» Fragmento del texto
────────────────

De la conquista a la independencia de México

En marzo de 2019 el Presidente de México envió una carta al Rey Felipe VI de España en la que le decía que pidiera disculpas a los pueblos originarios de México por las vejaciones y arbitrariedades sufridas durante la conquista; la solicitud fue rechazada con toda firmeza y el Gobierno español lamentó que se hubiera hecho pública; más adelante el monarca calificó el tema como anacrónico, pues dijo que no puede juzgarse a la luz de consideraciones contemporáneas.

Es innegable que la ofensa existe, como veremos más adelante, también lo es que los tiempos han modificado la actitud del ofensor contra el ofendido, lo que no impide un acto graciable del soberano.

Felipe VI deshecha el asunto por anacrónico; he ahí la cuestión, la monarquía española es parlamentaria y constitucional, y según su Constitución los poderes residen en la nación no corresponden al Rey, que efectivamente es el Jefe de Gobierno. ¿Por qué el rey y no el parlamento dio una respuesta negativa, soberbia y agresiva a la solicitud presidencial? ¿Refleja los sentimientos del pueblo español hacia los mexicanos o revela un disgusto personal del soberano por la incomodidad que le produjo la petición o se trata de un atavismo de carácter histórico? El Rey puede negarse, abstraerse e ignorar el tópico por considerarlo trivial pero los hechos están ahí, los registra la memoria de la humanidad y la historia no olvida, juzga y en ocasiones duramente, tan es así, que la inteligencia occidental que se ha ocupado de comentarla considera la conquista de América en general y de México en particular, uno de los grandes crímenes que ha sufrido la humanidad.

────────────────

» Tareas
**a.** Devuelve, sin ningún cambio, la parte del fragmento sobre la conquista de México que va de "En marzo de" a "de consideraciones contemporáneas.".
**b.** Según el fragmento sobre la conquista de México, ¿en qué mes y año mandó el Presidente de México su carta al Rey Felipe VI?
**c.** Sigue escribiendo el fragmento sobre la conquista de México a partir de su última oración.
El listado no tiene nada que ver con el fragmento sobre la conquista de México.

» Sección de datos
────────────────

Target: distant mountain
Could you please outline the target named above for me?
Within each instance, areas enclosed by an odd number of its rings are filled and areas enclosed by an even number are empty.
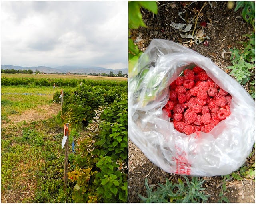
[[[15,69],[29,70],[31,69],[33,71],[36,71],[37,69],[40,72],[44,72],[47,73],[76,73],[78,74],[90,74],[104,73],[109,74],[110,71],[112,71],[114,74],[118,74],[119,71],[122,71],[122,74],[127,74],[128,73],[127,68],[121,69],[111,69],[104,68],[98,67],[79,67],[72,66],[61,66],[57,67],[54,68],[40,66],[39,67],[22,67],[20,66],[13,66],[11,65],[1,65],[1,69]]]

────────────────

» Las respuestas
**a.**
En marzo de 2019 el Presidente de México envió una carta al Rey Felipe VI de España en la que le decía que pidiera disculpas a los pueblos originarios de México por las vejaciones y arbitrariedades sufridas durante la conquista; la solicitud fue rechazada con toda firmeza y el Gobierno español lamentó que se hubiera hecho pública; más adelante el monarca calificó el tema como anacrónico, pues dijo que no puede juzgarse a la luz de consideraciones contemporáneas.

**b.** En marzo de 2019.

**c.**
Desde una perspectiva general, tanto el monarca como el Presidente, se encuentran en lo que Nietzsche llama una descompensación moral, que se plantearía de la manera siguiente: ¿quién entre conquistadores y conquistados es propiamente el “malvado” y quien el “bueno”? Si partimos de la idea de que la historia la escriben los vencedores, la objeción intrínseca al problema necesariamente ha de partir del ojo de los vencidos porque fue a ellos a quienes se les impuso una cultura, una lengua y una forma de pensar ajena a sus raíces originales, por lo tanto, pueden optar entre el agradecimiento y respeto o el reclamo de que se les reconozca. Escribe Hegel en la dialéctica del amo y el esclavo: “Lo que el ser humano desea es ser deseado por otro ser humano… ser reconocido por otro ser humano” (Fenomenología del Espíritu. FCE). Ahora bien, si ambas partes desean superar una relación que en algún momento fue desigual, el gesto de afabilidad ha de provenir del que provocó el conflicto atacando a una víctima no beligerante.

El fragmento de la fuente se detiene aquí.